Can you rewrite the lines starting at the one containing "Identify every instance of the top" and ending at the one containing "x=171 y=160" as a numbered list, with any blank lines left out?
^^^^^^^^^^^^^^^^
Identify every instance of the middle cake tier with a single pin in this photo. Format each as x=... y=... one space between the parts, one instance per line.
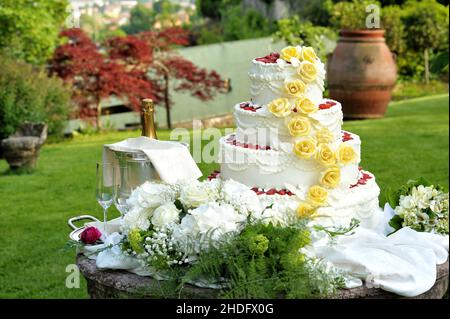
x=256 y=125
x=258 y=165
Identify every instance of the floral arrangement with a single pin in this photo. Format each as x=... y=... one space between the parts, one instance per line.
x=296 y=108
x=220 y=234
x=420 y=206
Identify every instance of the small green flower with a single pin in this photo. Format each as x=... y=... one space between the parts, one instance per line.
x=258 y=244
x=136 y=240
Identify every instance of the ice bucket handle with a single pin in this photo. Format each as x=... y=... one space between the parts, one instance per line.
x=71 y=221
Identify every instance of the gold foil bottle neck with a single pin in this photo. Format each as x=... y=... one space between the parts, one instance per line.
x=148 y=118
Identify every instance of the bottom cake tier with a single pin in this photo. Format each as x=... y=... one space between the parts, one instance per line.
x=359 y=201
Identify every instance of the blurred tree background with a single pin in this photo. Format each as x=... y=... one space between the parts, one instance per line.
x=416 y=32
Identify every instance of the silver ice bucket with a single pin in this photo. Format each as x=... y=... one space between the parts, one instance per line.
x=140 y=168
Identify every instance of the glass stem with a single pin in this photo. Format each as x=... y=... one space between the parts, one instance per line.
x=105 y=221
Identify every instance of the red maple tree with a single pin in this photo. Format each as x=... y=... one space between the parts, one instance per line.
x=132 y=67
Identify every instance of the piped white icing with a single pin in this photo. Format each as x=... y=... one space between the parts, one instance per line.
x=276 y=168
x=263 y=128
x=268 y=79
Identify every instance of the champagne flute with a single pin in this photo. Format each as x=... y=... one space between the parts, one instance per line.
x=104 y=190
x=122 y=189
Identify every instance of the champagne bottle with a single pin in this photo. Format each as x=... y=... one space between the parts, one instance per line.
x=148 y=119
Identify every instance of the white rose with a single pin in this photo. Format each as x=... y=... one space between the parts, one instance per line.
x=137 y=217
x=185 y=234
x=165 y=214
x=217 y=219
x=241 y=197
x=207 y=222
x=408 y=202
x=151 y=195
x=282 y=214
x=193 y=194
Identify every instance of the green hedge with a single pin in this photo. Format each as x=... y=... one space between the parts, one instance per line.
x=28 y=94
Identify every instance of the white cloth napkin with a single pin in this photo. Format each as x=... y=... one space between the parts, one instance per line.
x=403 y=263
x=172 y=160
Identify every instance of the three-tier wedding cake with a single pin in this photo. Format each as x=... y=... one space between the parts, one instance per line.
x=289 y=145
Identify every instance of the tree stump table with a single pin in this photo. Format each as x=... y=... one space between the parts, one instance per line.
x=103 y=284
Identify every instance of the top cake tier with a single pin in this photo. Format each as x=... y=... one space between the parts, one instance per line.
x=296 y=73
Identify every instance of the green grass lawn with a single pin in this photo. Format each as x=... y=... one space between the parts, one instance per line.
x=411 y=141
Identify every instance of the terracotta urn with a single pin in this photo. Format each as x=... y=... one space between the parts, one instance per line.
x=361 y=73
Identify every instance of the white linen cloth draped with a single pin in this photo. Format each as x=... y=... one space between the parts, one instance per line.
x=403 y=263
x=171 y=160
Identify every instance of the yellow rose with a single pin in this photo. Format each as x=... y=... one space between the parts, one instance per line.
x=346 y=154
x=325 y=155
x=295 y=88
x=317 y=195
x=279 y=107
x=331 y=177
x=299 y=126
x=305 y=210
x=289 y=52
x=305 y=105
x=307 y=71
x=324 y=136
x=305 y=148
x=308 y=54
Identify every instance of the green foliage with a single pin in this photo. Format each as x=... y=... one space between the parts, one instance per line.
x=297 y=32
x=318 y=12
x=426 y=24
x=412 y=89
x=29 y=29
x=391 y=21
x=239 y=23
x=264 y=262
x=339 y=231
x=213 y=9
x=28 y=94
x=236 y=23
x=351 y=15
x=439 y=63
x=141 y=19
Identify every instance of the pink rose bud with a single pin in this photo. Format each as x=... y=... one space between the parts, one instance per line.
x=90 y=235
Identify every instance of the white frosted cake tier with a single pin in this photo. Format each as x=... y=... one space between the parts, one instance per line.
x=359 y=201
x=256 y=125
x=268 y=81
x=262 y=166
^^^^^^^^^^^^^^^^
▸ **WRITTEN RESPONSE**
1. Identify every instance of the top cake tier with a single pin in this photo. Format each as x=... y=... one space between the parts, one instance per line.
2. x=296 y=73
3. Identify every instance of the green grass lawn with a single pin in this photo. Format each as x=... y=... one space between the parts, one instance per line.
4. x=411 y=141
5. Identify every instance of the terracotta urn with a single pin in this photo. Format each as x=... y=... one space between the parts, one instance per line.
6. x=361 y=73
7. Identify every instance of the white linen cloth draped with a single pin in this photo. Format each as x=... y=... one space between the parts, one instance per line.
8. x=403 y=263
9. x=171 y=160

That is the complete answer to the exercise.